• **TEXT FOR ANALYSIS**
★ ★ ★ ★ ★ ★ ★
The third point deals with the regulatory side of fostering trust in the digital economy. For markets to function well, they need quality control and monitoring mechanisms. Starting with the rise of mass industrial production, countries have set up elaborate institutions – standard-setting and certification bodies, testing facilities, and the like – to ensure product safety and facilitate commerce.
Many of the new products and processes emerging from the digital economy contain quality aspects that are not immediately obvious to SMEs or even to consumers. Are the customer comments on hospitality webpages authentic, or manipulated? How secure are electronic banking tools? What is the likelihood that a self-driving car will crash?
The report sets out an agenda for adapting countries’ quality infrastructure for the digital age to ensure trust in digital goods, promote interoperability among them, and address privacy and security challenges.
★ ★ ★ ★ ★ ★ ★
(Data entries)
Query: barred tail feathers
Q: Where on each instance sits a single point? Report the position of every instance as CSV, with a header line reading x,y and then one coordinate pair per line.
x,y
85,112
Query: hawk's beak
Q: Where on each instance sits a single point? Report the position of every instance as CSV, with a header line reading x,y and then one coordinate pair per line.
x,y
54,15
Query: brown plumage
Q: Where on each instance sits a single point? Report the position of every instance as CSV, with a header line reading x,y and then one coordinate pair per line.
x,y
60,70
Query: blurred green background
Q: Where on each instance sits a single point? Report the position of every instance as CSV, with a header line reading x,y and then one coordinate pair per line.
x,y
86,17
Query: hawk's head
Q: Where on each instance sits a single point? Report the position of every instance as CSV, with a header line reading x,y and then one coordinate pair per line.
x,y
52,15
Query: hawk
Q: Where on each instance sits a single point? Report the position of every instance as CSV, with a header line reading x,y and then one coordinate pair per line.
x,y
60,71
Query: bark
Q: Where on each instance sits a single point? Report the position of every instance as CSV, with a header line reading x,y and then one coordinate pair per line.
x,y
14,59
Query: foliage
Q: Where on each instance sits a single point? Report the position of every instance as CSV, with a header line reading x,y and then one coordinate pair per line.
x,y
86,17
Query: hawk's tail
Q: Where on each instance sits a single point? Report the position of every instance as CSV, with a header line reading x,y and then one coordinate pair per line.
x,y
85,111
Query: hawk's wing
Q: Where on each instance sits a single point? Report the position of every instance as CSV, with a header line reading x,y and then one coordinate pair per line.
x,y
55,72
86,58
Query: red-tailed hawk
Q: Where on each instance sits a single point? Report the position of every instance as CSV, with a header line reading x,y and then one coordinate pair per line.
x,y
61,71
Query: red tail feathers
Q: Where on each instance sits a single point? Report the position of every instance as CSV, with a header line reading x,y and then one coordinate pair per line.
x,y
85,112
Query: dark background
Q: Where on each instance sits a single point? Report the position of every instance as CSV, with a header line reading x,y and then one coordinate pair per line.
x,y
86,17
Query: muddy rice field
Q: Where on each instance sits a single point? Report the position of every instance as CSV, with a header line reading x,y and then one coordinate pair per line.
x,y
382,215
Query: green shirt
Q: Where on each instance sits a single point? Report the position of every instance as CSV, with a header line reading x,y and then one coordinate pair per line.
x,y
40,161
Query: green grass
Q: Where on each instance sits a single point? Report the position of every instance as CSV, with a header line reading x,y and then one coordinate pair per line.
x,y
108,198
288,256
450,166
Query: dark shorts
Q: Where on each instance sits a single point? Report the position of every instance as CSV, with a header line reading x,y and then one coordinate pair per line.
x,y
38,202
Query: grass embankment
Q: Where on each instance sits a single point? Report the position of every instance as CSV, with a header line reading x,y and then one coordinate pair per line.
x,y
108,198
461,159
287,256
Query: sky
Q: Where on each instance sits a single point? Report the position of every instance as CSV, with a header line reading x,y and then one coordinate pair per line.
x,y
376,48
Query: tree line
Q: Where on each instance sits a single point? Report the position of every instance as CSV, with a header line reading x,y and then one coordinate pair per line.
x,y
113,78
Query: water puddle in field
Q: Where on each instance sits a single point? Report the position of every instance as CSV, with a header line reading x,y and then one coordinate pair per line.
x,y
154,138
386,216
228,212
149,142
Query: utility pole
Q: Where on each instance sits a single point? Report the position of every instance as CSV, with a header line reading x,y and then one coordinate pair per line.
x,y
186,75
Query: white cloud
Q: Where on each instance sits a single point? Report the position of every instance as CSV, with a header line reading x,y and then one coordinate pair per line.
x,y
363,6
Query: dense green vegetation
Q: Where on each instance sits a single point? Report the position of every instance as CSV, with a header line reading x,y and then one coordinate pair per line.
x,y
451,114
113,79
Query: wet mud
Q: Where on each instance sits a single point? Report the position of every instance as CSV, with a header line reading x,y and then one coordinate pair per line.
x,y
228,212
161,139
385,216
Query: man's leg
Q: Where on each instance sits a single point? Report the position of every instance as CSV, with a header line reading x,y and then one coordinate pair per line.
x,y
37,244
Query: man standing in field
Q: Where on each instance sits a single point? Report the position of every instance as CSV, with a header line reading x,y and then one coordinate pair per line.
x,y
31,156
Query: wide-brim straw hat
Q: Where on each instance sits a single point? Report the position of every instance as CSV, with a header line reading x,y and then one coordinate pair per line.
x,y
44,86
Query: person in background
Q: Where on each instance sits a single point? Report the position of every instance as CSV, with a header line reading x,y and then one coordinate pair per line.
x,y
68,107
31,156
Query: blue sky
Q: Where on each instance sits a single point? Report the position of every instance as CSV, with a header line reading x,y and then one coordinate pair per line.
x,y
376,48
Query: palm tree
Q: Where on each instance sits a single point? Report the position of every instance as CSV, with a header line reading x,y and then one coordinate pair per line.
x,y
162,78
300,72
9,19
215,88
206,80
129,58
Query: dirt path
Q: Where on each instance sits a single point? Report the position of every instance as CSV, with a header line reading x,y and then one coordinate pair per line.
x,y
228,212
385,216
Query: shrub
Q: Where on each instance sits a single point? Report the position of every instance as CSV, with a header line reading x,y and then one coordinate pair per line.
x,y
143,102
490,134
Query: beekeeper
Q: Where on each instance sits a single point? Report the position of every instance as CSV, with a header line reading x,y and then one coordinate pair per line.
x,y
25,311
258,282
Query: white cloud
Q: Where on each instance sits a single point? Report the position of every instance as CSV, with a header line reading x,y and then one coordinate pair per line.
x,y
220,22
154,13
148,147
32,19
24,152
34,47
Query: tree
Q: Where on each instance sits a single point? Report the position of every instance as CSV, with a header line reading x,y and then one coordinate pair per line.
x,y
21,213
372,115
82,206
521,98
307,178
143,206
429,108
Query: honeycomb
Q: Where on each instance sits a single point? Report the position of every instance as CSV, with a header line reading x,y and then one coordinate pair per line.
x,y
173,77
★ ★ ★ ★ ★ ★ ★
• **WORK INSTRUCTION**
Reproduce, word for word, the full passage above on trust and quality infrastructure in the digital economy.

• **RESPONSE TO THIS EXERCISE**
The third point deals with the regulatory side of fostering trust in the digital economy. For markets to function well, they need quality control and monitoring mechanisms. Starting with the rise of mass industrial production, countries have set up elaborate institutions – standard-setting and certification bodies, testing facilities, and the like – to ensure product safety and facilitate commerce.
Many of the new products and processes emerging from the digital economy contain quality aspects that are not immediately obvious to SMEs or even to consumers. Are the customer comments on hospitality webpages authentic, or manipulated? How secure are electronic banking tools? What is the likelihood that a self-driving car will crash?
The report sets out an agenda for adapting countries’ quality infrastructure for the digital age to ensure trust in digital goods, promote interoperability among them, and address privacy and security challenges.